Provided passage:
------------------------------
Members · Prefs · Laboratory · Collections · Openings · Endgames · Sacrifices · History · Search Kibitzing · Kibitzer's Café · Chessforums · Tournament Index · Players · Kibitzing
Alexander Alekhine vs Arvid Kubbel
USSR Championship (1920), Moscow RUS, rd 10, Oct-17
Spanish Game: Open Variations. Classical Defense (C83)  ·  1-0



Get this game explained with Decode Chess
explore this opening
find similar games 2,184 more games of Alekhine
PGN: download | view | print Help: general | java-troubleshooting

TIP: If you do not want to read posts by a certain member, put them on your ignore list.

PGN Viewer:  What is this?
For help with this chess viewer, please see the Olga Chess Viewer Quickstart Guide.


Kibitzer's Corner
Apr-04-06  janvion: y did black resign
Apr-04-06  zev22407: If 20)..R:d1 21)R:d1 Q-e8 22)R-e1 wining a piece.
Premium Chessgames Member
  KEG: Going into this 10th round game, Alekhine held a half-point lead over Romanovsky and A. Rabinovitch with Kubbell and three others tied for fourth a further point back. With Alekhine and Romanovsky winning their games in this round, and with A. Rabinovitch drawing, the tournament with five rounds looked like a three-way race (Levenfish ultimately crashed the party and took third).

In the instant game, Kubbel repeated a questionable 11th move that had been tried by Tarrasch and by Alekhine himself. Kubbel then made a mess of the position, and was quickly wiped out.

1. e4 e5
2. Nf3 Nc6
3. Bb5 a6
4. Ba4 Nf6
5. 0-0 Nxe4
6. d4 b5
7. Bb3 d5
8. dxe5 Be6

A very normal position in the Open Ruy Lopez

9. c3

This or an immediate 9. Nbd2 are normal and the best way for White to play for an edge.

9... Be7

The debate about the respective merits of this as opposed to the more aggressive 9...Bc5 will perhaps never be resolved.

10. Be3

The less committal 10. Nbd2 is perhaps more accurate. Both that move and text are frequently played.

10... 0-0
11. Nbd2

click for larger view

11... f5?!

This wild bid for action was played by Tarrasch (in his loss to Breyer at Mannheim 1914) and by Alekhine himself (in his draw with A. Rabinovitch at Moscow 1918). Its soundness is questionable, and 11...Qd7 or 11...NxN are both better and sufficient for near equality for Black. The text creates problems for Black on the a2...g8 diagonal, likely requiring loss of time with Kh8 and otherwise weakening the Black arrangement.
------------------------------
(Stored data)

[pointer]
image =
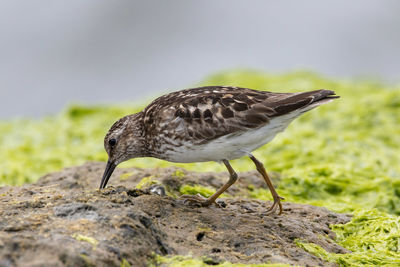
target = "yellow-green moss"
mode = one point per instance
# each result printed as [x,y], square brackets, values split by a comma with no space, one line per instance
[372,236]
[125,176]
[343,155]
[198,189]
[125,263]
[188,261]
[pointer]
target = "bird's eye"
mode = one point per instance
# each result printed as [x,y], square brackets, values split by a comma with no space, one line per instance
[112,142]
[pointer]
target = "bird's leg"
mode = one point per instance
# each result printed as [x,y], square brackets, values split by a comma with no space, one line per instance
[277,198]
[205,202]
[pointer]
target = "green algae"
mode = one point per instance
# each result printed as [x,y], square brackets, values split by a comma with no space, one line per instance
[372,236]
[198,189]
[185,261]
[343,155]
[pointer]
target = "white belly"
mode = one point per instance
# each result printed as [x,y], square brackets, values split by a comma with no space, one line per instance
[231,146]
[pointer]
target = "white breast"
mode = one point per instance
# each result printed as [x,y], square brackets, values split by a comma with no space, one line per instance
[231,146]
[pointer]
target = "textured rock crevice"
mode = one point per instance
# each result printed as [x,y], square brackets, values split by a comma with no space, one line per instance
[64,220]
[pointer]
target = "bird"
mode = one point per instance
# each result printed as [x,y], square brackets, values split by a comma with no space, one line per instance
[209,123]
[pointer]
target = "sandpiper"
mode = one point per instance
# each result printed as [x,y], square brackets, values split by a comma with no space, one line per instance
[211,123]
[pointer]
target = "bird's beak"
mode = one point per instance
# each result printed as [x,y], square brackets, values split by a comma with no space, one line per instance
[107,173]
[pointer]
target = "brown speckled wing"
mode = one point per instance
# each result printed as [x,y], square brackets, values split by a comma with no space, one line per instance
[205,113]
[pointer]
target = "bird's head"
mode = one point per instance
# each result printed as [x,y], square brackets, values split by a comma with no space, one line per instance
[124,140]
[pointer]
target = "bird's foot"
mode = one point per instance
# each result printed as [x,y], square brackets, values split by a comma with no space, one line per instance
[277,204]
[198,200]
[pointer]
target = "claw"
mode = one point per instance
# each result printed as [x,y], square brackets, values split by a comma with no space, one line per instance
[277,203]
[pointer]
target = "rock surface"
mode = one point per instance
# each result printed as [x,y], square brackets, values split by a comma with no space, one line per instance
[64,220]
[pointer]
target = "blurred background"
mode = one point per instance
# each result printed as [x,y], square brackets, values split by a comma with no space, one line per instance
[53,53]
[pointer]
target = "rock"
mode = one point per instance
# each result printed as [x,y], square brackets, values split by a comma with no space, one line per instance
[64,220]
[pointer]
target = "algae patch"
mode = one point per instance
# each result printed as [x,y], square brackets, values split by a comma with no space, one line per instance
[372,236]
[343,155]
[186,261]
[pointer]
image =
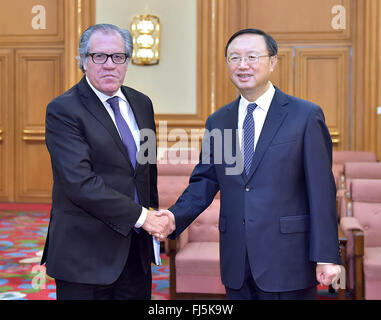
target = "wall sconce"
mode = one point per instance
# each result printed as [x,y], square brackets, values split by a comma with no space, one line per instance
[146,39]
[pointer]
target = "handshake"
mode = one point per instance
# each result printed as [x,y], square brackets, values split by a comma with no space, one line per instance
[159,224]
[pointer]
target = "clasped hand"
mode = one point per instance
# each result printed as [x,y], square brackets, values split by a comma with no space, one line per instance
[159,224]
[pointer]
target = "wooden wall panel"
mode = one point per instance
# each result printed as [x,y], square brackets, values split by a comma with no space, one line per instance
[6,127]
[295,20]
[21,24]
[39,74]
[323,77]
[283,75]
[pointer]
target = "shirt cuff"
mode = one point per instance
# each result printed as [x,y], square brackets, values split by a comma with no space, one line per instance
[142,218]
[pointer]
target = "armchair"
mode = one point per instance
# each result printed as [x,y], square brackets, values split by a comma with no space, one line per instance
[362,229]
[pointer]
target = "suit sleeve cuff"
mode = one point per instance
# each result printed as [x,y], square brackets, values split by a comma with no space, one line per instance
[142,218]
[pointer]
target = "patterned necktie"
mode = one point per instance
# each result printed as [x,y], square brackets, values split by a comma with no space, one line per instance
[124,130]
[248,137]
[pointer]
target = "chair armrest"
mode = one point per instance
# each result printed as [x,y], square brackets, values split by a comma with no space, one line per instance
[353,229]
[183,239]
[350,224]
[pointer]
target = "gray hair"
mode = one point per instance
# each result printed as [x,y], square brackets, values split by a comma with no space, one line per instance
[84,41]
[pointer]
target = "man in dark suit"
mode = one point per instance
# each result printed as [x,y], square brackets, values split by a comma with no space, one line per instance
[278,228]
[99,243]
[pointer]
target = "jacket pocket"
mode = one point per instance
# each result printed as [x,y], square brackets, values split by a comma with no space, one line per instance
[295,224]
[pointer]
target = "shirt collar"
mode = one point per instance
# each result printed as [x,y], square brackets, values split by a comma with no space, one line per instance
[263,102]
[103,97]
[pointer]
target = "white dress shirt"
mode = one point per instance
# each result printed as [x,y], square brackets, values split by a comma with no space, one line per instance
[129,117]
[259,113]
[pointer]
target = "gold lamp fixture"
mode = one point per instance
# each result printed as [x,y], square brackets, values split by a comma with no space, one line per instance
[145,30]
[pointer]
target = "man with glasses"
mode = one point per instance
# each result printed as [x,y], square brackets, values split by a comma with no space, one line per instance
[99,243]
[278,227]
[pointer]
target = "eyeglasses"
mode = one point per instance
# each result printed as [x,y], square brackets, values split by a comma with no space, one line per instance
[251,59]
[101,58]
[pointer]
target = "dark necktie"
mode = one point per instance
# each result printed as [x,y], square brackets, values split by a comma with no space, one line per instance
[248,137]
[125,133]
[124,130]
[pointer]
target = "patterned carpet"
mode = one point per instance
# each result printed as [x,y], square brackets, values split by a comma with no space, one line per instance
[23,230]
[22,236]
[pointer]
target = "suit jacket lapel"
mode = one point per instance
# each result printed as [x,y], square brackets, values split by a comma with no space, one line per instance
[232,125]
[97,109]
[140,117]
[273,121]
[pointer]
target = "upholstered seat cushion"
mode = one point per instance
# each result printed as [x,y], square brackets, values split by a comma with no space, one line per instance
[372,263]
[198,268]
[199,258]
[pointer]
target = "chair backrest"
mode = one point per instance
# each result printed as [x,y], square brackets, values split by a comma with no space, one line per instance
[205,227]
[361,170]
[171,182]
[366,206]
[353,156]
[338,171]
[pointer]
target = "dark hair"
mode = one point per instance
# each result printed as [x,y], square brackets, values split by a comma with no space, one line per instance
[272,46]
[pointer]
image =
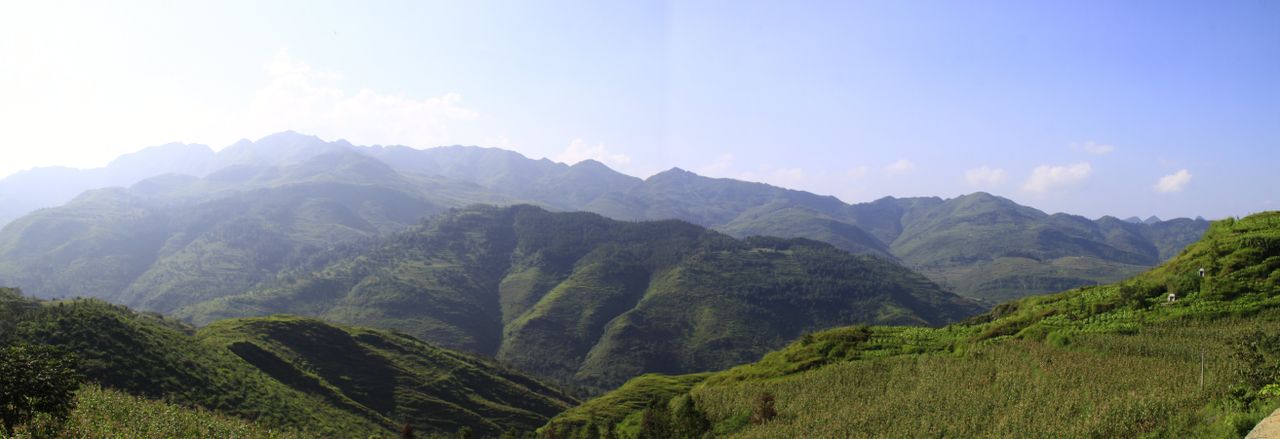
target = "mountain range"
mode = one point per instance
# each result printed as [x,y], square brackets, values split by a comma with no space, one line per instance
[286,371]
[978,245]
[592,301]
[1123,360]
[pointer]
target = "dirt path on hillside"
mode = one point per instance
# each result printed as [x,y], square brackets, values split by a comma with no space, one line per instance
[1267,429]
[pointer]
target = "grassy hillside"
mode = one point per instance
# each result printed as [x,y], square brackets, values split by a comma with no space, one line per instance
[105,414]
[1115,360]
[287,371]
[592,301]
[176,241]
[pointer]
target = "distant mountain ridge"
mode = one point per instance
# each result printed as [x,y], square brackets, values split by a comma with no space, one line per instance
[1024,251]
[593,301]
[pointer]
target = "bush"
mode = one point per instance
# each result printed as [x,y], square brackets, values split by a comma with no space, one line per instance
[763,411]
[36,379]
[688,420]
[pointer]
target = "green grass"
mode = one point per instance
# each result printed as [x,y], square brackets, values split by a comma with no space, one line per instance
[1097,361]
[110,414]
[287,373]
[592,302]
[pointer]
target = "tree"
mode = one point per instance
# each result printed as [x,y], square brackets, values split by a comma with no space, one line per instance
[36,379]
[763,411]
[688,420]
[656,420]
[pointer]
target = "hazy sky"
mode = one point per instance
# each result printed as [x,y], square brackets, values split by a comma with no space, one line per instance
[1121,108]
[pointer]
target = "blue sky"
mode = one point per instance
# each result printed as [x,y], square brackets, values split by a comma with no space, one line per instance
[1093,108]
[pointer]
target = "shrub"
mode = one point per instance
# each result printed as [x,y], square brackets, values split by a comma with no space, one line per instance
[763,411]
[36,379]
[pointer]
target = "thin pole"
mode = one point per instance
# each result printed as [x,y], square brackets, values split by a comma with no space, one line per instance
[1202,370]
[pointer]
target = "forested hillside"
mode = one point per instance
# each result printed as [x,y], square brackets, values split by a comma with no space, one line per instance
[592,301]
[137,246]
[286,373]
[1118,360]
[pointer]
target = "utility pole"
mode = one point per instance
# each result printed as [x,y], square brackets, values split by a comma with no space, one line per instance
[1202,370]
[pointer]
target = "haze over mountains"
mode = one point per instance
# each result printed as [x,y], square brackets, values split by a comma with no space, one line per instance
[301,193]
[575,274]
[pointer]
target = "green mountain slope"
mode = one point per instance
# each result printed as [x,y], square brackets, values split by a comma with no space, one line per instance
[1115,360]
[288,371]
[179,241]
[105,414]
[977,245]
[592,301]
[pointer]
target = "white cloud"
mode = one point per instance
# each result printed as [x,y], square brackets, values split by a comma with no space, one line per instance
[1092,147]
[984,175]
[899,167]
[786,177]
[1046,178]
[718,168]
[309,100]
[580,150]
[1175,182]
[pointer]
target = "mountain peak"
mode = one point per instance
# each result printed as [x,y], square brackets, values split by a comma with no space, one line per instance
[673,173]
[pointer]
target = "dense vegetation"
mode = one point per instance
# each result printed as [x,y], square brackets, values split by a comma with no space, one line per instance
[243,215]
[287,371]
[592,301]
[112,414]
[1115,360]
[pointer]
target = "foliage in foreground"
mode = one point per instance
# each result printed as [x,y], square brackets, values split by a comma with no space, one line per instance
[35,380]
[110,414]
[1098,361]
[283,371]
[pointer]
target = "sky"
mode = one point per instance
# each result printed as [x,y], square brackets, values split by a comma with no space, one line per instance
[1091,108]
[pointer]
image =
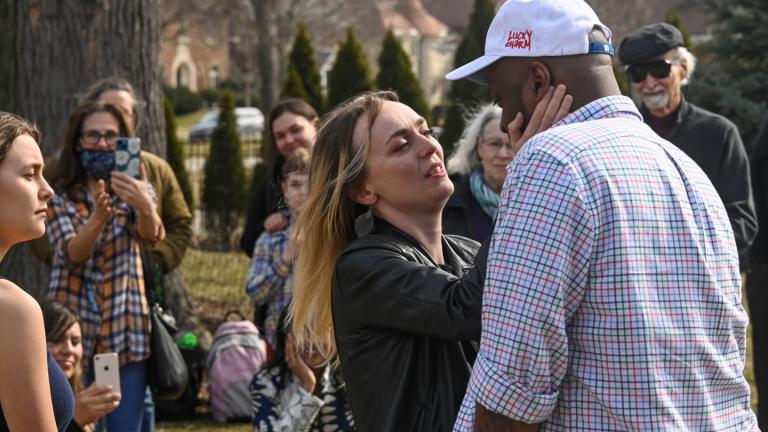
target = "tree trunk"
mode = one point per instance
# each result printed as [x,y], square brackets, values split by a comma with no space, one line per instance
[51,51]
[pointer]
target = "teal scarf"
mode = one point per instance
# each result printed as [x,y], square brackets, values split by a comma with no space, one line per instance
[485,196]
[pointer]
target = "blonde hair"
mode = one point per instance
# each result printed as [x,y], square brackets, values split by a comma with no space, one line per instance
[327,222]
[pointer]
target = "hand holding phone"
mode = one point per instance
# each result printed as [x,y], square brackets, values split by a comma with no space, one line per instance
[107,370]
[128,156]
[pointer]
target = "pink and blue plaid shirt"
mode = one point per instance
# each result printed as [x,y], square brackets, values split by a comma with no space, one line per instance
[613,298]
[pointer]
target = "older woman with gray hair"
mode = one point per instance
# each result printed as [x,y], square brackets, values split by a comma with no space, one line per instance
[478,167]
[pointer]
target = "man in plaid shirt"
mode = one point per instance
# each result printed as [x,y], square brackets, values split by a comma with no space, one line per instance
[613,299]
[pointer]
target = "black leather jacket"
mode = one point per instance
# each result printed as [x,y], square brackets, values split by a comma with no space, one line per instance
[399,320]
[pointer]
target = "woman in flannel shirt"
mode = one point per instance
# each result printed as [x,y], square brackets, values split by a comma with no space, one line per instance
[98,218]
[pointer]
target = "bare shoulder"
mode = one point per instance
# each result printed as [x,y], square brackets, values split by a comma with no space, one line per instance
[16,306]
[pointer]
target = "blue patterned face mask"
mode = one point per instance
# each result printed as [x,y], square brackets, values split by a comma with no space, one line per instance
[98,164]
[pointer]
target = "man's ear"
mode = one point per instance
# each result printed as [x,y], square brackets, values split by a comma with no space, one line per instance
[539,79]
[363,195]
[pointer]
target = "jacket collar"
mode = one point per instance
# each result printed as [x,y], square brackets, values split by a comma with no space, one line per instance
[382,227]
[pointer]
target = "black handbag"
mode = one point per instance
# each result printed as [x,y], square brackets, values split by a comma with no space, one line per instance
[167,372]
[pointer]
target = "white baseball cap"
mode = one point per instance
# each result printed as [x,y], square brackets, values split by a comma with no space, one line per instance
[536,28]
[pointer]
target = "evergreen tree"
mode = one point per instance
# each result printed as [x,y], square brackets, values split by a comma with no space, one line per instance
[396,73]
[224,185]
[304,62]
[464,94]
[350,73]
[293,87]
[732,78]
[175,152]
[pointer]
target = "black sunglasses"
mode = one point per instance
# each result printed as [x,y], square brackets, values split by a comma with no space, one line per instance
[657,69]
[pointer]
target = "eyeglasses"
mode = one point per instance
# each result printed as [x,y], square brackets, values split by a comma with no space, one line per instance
------------------------------
What is asked:
1. In the chess commentary, copy the passage starting at "The debate about" and ending at "are frequently played.", swapping "debate" for "argument".
2. Write the next part of the chess commentary on Alekhine vs Kubbel, picking up after its last sentence.

Exercise responses:
1.
The argument about the respective merits of this as opposed to the more aggressive 9...Bc5 will perhaps never be resolved.

10. Be3

The less committal 10. Nbd2 is perhaps more accurate. Both that move and text are frequently played.

2.
12. exf6 e.p. Nxf6

click for larger view

13. Ng5!

This strong move was played by Breyer and by A. Rabinovitch in the two above-cited game. It poses an immediate problem for Black which Kubbel failed to solve, the position now being:

click for larger view

Tarrasch here played the weak 13...Bf7 and was unable to hold the game. Alekhine played the much better 13...Qd7 and achieved a draw in his 1918 game against A. Rabinovitch.

Kubel came up with a new--and thoroughly bad--innovation:

13... Bf5?

This left a vulnerability on the a2...g8 diagonal that led to quick defeat for Kubbell:

click for larger view

Premium Chessgames Member
  KEG: Post II

14. Nde4!

Very logical, very strong, and just the sort of move we would expect from Alekhine.

14... BxN

This only made matters worse. He had to play 14...Kh8 to get his King off the lethal diagonal. 14...Ne5 was also better than the text.

15. NxB Kh8

Better late than never, but now Kubbel loses a pawn:

16. NxN RxN
17. Qxd5

click for larger view

17... Rd6?

A futile gesture. Kubbel had nothing better than to trade Queens and struggle on a pawn down. The position would still be theoretically lost, but with Alekhine playing White, the text was like waving a red flag in front of a bull.

18. Qe4

click for larger view

Alekhine now dominated the board and the end was very much in sight.

18... Qd7

Another weak move by Kubbel. He had nothing better than 18...Qe8.

19. Rad1

Good, but 19. Rfe1 was perhaps even stronger. After the text, the position was:

click for larger view

19... Rf8?

Kubell had obviously lost the thread of the game. If he wanted to struggle on, he had to try 19...Re8.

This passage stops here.